[Dataset rows on where objects appear]
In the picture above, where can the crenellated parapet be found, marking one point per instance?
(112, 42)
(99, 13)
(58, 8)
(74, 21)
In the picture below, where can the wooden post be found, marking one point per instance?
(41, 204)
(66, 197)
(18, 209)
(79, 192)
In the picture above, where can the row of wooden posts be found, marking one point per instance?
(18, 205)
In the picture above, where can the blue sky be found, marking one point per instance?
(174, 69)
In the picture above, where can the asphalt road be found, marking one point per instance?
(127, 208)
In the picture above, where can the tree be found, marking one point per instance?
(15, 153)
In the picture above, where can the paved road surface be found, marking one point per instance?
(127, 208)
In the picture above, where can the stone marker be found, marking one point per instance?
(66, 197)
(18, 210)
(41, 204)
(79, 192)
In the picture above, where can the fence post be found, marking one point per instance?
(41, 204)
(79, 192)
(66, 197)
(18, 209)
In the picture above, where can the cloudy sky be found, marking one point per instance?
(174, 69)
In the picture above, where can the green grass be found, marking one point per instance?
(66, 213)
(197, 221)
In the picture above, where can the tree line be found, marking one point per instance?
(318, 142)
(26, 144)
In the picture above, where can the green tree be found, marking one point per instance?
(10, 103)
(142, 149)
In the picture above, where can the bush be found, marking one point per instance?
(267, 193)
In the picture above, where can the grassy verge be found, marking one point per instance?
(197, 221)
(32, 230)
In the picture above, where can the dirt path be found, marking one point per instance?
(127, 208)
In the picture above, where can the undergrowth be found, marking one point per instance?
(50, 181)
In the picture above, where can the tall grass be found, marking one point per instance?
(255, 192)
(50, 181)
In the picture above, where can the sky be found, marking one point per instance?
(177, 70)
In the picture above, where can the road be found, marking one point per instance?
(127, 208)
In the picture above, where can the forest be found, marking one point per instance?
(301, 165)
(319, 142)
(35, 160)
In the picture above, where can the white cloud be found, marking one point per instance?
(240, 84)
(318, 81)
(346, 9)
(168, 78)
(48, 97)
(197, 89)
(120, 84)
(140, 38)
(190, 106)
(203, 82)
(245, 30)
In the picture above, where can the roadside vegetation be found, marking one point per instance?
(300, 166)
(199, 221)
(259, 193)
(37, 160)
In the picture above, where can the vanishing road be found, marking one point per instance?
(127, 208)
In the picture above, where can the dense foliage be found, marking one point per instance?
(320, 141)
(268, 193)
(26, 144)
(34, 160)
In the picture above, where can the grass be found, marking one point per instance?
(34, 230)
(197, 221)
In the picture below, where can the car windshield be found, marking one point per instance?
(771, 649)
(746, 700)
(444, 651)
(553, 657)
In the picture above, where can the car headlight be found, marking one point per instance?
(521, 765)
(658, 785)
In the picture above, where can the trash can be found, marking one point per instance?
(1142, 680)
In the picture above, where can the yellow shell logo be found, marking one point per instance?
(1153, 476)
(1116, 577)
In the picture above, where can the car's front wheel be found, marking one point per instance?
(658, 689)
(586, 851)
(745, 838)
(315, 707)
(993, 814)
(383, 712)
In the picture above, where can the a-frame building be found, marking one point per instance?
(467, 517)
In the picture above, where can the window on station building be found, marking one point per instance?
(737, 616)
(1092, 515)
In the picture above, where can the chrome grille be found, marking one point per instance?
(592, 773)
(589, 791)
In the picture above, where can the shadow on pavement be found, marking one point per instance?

Set exercise:
Output every one of the records above as a numbered list, leaving out any blank lines.

Answer in full:
1. In the picture above, where can the crenellated parapet be found, marking one point per instance?
2. (112, 42)
3. (99, 13)
4. (58, 8)
5. (74, 21)
6. In the picture below, where can the wooden post be found, marking one point per instance?
7. (41, 204)
8. (66, 197)
9. (18, 209)
10. (79, 192)
11. In the picture above, where can the row of wooden posts be found, marking one point per instance?
12. (18, 205)
13. In the picture above, where can the blue sky be found, marking one point per instance?
14. (174, 69)
15. In the picture above, where can the asphalt road be found, marking one point per instance?
16. (127, 208)
17. In the picture above, where can the tree be found, marking one point per instance?
18. (15, 153)
19. In the picture above, where can the paved road surface be found, marking one point per instance?
20. (127, 208)
21. In the picture above, where can the stone marker be found, marking one point per instance?
22. (66, 197)
23. (18, 210)
24. (41, 204)
25. (79, 192)
26. In the picture above, where can the fence post be found, marking one point per instance?
27. (41, 204)
28. (79, 192)
29. (66, 197)
30. (18, 209)
31. In the picture above, where can the cloudy sky be found, marking one point per instance?
32. (174, 69)
33. In the picture above, where can the green grass be found, marking one point per instance?
34. (66, 213)
35. (197, 221)
36. In the picture above, where can the tree line be found, marking one point per instance?
37. (318, 142)
38. (26, 144)
39. In the picture above, where can the green tree be found, marking one point per instance?
40. (10, 103)
41. (142, 149)
42. In the picture above, where can the bush be found, marking one point per instance?
43. (267, 193)
44. In the picture above, where can the grassy verge be found, marking one point per instance?
45. (197, 221)
46. (32, 230)
47. In the picture above, where can the dirt path be found, marking one point per instance?
48. (127, 208)
49. In the picture above, where can the undergrowth be found, marking one point per instance?
50. (50, 181)
51. In the picture above, where can the tall grass be found, marking one point per instance?
52. (255, 192)
53. (50, 181)
54. In the picture above, where can the sky be found, marking one point per instance?
55. (177, 70)
56. In the picture above, where can the road be found, marking one point per instance?
57. (127, 208)
58. In the picture above, where can the forest be found, marking one point per instance?
59. (301, 165)
60. (319, 142)
61. (35, 160)
62. In the picture above, where can the white cloud be found, marking one point per instance?
63. (240, 84)
64. (318, 81)
65. (346, 9)
66. (168, 78)
67. (48, 97)
68. (197, 89)
69. (120, 84)
70. (140, 38)
71. (190, 106)
72. (203, 82)
73. (245, 30)
74. In the picture above, where can the roadside vegetation be found, marking one point per instance?
75. (300, 166)
76. (199, 221)
77. (259, 193)
78. (37, 160)
79. In the picture above, where can the vanishing road be found, marking one point per instance?
80. (127, 208)
81. In the picture above, where can the dense foliage be found, marking one point per instance?
82. (320, 141)
83. (268, 193)
84. (26, 144)
85. (34, 160)
86. In the picture above, where can the grass be found, marking one point per instance?
87. (34, 230)
88. (197, 221)
89. In the picture below, where can the car windshield be found, marking one point per instance?
90. (771, 649)
91. (746, 700)
92. (444, 651)
93. (553, 657)
94. In the picture above, where can the car headlight be found, marking one point per instance?
95. (521, 765)
96. (658, 785)
97. In the picture above, where can the trash can be found, marking one point per instance?
98. (1142, 680)
99. In the picture above, where can the yellow shell logo be found, marking one point per instance?
100. (1153, 476)
101. (1116, 577)
102. In the picture above, where can the car's front wheel be found, marking one point per instance?
103. (658, 689)
104. (586, 851)
105. (745, 838)
106. (315, 707)
107. (993, 814)
108. (383, 712)
109. In the picture above, where can the a-frame building be found, marking one point per instance?
110. (467, 517)
111. In the picture above, where can the window on station building be found, marking one point per instance?
112. (737, 616)
113. (1092, 515)
114. In the picture above, where can the chrome grille be found, marking one point per instance?
115. (592, 773)
116. (589, 791)
117. In the picture above, where can the shadow on pavement be found, marking one point per instance?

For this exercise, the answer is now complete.